DATA UNDER STUDY:
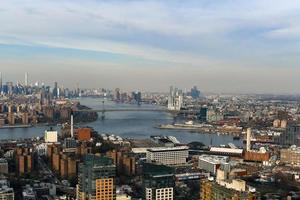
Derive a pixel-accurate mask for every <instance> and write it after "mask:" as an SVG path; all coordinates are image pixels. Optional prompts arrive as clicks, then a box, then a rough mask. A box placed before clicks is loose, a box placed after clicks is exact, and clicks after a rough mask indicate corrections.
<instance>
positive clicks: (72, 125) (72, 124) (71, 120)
mask: <svg viewBox="0 0 300 200" xmlns="http://www.w3.org/2000/svg"><path fill="white" fill-rule="evenodd" d="M73 126H74V125H73V113H72V114H71V137H73V134H74V130H73Z"/></svg>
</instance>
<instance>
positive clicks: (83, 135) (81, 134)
mask: <svg viewBox="0 0 300 200" xmlns="http://www.w3.org/2000/svg"><path fill="white" fill-rule="evenodd" d="M76 132H77V140H79V141H89V140H90V139H91V137H92V129H91V128H79V129H77V130H76Z"/></svg>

WHAT TO PRODUCE:
Rewrite all of the data above as a numbered list, one line per item, leaving out any blank lines. Omit the pictures from your answer.

REPLY:
1. Derive a pixel-accurate mask for every <instance> and write it after "mask:" as an SVG path; all coordinates are image pixels. Optional prompts arrive as clicks, then a box, then a rough mask. A box placed before clicks is loose, a box placed after clicks is exact, and clicks after a rough mask indicate corrections.
2. <instance>
3. positive clicks: (72, 125) (72, 124) (71, 120)
4. mask: <svg viewBox="0 0 300 200" xmlns="http://www.w3.org/2000/svg"><path fill="white" fill-rule="evenodd" d="M73 126H74V125H73V113H72V114H71V137H73V134H74V130H73Z"/></svg>
5. </instance>
6. <instance>
7. positive clicks: (83, 135) (81, 134)
8. mask: <svg viewBox="0 0 300 200" xmlns="http://www.w3.org/2000/svg"><path fill="white" fill-rule="evenodd" d="M76 132H77V140H79V141H89V140H90V139H91V137H92V129H91V128H79V129H77V130H76Z"/></svg>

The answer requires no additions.